Exercise description
Transcribe the listing below verbatim, starting at the line containing "Category: pickup truck tire" and continuing through the end of the listing.

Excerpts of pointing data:
────
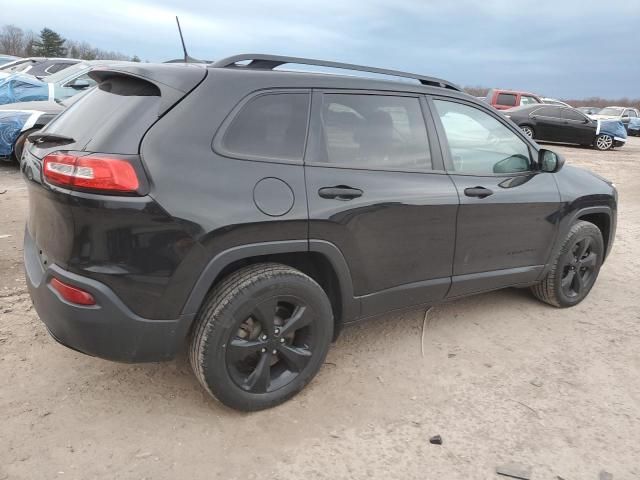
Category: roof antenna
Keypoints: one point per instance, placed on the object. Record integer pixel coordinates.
(187, 58)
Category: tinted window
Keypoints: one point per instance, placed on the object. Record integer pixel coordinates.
(269, 126)
(569, 114)
(84, 78)
(506, 99)
(553, 112)
(525, 100)
(373, 131)
(479, 143)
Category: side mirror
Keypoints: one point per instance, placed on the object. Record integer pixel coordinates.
(549, 161)
(79, 84)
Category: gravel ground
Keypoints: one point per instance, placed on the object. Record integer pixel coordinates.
(503, 379)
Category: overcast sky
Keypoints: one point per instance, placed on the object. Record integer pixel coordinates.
(559, 48)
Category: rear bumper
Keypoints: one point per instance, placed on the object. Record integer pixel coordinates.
(108, 329)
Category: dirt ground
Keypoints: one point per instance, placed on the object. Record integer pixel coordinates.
(503, 379)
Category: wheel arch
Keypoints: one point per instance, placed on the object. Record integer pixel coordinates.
(602, 217)
(319, 259)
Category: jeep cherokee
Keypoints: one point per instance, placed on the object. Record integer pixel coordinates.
(250, 212)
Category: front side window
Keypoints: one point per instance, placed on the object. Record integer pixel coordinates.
(526, 100)
(479, 144)
(506, 99)
(373, 131)
(270, 126)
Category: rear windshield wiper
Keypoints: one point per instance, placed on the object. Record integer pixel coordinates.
(49, 139)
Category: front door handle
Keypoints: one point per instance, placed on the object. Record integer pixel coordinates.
(479, 192)
(340, 192)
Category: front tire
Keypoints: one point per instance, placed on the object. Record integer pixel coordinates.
(575, 268)
(262, 335)
(603, 142)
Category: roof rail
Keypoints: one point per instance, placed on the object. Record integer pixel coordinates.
(269, 62)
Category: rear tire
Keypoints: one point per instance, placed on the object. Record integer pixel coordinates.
(18, 148)
(575, 268)
(603, 142)
(262, 335)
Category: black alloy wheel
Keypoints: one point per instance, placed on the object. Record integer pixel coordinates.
(272, 345)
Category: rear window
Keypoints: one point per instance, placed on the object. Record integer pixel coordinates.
(271, 126)
(508, 99)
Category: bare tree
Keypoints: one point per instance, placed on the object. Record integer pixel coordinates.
(11, 40)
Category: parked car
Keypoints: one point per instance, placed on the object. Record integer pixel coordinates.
(58, 86)
(554, 123)
(38, 67)
(4, 59)
(624, 114)
(553, 101)
(19, 120)
(221, 207)
(505, 99)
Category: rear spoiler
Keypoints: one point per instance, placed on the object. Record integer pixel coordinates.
(170, 81)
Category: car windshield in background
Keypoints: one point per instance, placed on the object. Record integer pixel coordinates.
(62, 75)
(613, 112)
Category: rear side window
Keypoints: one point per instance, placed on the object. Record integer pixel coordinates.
(553, 112)
(526, 100)
(373, 131)
(270, 126)
(508, 99)
(479, 144)
(111, 118)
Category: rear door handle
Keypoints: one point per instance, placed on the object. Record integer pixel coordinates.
(340, 192)
(479, 192)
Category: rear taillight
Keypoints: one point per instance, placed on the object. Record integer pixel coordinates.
(72, 294)
(91, 172)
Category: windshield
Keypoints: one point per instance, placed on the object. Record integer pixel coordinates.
(62, 75)
(611, 111)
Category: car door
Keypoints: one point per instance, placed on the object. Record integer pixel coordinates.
(548, 123)
(377, 190)
(507, 221)
(577, 127)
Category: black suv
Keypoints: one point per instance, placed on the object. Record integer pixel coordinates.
(251, 212)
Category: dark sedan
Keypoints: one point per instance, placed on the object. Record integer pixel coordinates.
(556, 123)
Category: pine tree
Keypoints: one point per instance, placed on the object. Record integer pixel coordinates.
(50, 44)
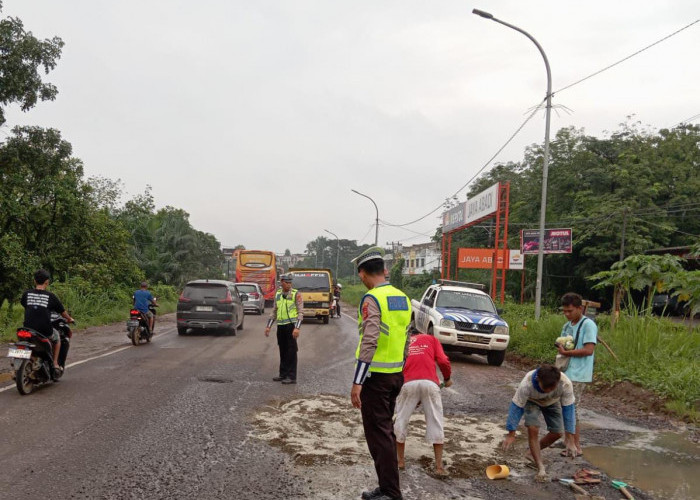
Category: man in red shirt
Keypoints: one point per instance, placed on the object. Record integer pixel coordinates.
(421, 386)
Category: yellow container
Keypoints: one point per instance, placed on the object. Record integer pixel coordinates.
(497, 471)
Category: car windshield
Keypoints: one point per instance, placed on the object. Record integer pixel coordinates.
(204, 291)
(465, 300)
(306, 282)
(256, 260)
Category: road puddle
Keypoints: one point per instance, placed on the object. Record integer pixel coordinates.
(664, 464)
(326, 429)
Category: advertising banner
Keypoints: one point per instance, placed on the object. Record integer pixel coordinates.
(516, 260)
(482, 258)
(555, 241)
(454, 217)
(483, 204)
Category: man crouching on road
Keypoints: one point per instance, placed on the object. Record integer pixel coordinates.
(421, 386)
(547, 391)
(384, 315)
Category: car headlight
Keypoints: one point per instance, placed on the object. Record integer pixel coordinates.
(447, 323)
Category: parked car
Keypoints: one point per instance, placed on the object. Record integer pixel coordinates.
(210, 305)
(255, 298)
(463, 318)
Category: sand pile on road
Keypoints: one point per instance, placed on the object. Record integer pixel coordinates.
(326, 429)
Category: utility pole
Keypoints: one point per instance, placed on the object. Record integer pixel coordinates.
(617, 298)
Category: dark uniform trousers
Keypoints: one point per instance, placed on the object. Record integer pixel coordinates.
(288, 351)
(378, 397)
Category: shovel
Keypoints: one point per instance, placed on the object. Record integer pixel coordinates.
(623, 488)
(571, 484)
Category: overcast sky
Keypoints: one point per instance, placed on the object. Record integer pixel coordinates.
(258, 117)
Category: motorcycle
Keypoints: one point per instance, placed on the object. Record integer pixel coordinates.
(34, 353)
(137, 327)
(152, 308)
(335, 307)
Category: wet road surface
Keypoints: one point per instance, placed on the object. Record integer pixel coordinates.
(177, 419)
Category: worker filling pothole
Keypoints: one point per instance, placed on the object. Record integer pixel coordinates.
(326, 429)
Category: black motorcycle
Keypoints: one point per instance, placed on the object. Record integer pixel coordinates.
(137, 327)
(34, 353)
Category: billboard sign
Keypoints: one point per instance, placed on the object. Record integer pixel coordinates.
(555, 241)
(454, 217)
(516, 260)
(483, 204)
(482, 258)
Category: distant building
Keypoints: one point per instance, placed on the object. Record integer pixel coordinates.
(287, 261)
(417, 258)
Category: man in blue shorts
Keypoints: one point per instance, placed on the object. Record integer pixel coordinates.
(549, 392)
(585, 334)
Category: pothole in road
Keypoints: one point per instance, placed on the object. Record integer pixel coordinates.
(215, 380)
(326, 429)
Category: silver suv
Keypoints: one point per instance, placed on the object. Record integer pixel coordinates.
(210, 305)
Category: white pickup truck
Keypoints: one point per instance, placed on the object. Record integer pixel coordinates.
(463, 318)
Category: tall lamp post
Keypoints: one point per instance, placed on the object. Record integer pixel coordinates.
(337, 252)
(376, 231)
(545, 163)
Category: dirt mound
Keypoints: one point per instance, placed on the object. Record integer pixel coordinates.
(326, 429)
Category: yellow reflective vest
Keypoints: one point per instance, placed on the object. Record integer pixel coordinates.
(395, 311)
(286, 307)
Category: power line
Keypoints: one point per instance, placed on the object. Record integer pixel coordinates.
(517, 131)
(687, 120)
(539, 106)
(626, 58)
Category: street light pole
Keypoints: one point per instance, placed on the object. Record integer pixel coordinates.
(545, 163)
(337, 252)
(376, 231)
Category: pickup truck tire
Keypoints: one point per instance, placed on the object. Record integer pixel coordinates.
(495, 358)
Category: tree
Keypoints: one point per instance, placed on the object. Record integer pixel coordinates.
(641, 273)
(21, 57)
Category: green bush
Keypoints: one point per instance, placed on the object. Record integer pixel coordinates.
(653, 352)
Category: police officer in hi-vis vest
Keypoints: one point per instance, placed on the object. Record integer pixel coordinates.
(384, 316)
(287, 311)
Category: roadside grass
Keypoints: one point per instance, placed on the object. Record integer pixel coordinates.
(88, 304)
(654, 353)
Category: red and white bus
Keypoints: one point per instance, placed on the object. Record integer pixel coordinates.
(258, 266)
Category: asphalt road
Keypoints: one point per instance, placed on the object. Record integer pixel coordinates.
(174, 419)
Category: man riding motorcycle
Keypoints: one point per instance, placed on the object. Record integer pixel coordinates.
(38, 304)
(142, 299)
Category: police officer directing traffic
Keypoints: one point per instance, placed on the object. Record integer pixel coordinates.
(384, 316)
(287, 311)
────
Exercise result
Category: pickup truck tire
Keypoints: one point per instance, placed on the object. Record integer pixel coordinates.
(495, 358)
Category: tree
Keypoints: one point per instance, placed on the object. Record integer pixel coordinates.
(641, 273)
(21, 57)
Category: green bush
Keypoints: one point per instance, placed on the object. Record integer pixel coordinates.
(653, 352)
Category: police officer in hi-vis vest
Keypoints: one point per instance, placed on the object. Record integer pixel coordinates.
(384, 316)
(287, 311)
Category: roadside grass
Keypoints: one point per instance, placed on the object. Record integer pixel coordinates.
(88, 304)
(654, 353)
Category: red and white bus
Keypoints: one point per instance, placed on the object. Record integer pixel coordinates.
(258, 266)
Category: asphalt road
Keypoints: one point per instance, placed on the object. Record integer pixel coordinates.
(174, 419)
Category: man riding motorcycle
Keypoints: one point per instance, placed on the object. Record integer pixel coordinates.
(38, 304)
(142, 299)
Category: police officer directing traffic
Keypoints: one point per instance, placed on the object. Record integer pixel coordinates.
(384, 316)
(287, 311)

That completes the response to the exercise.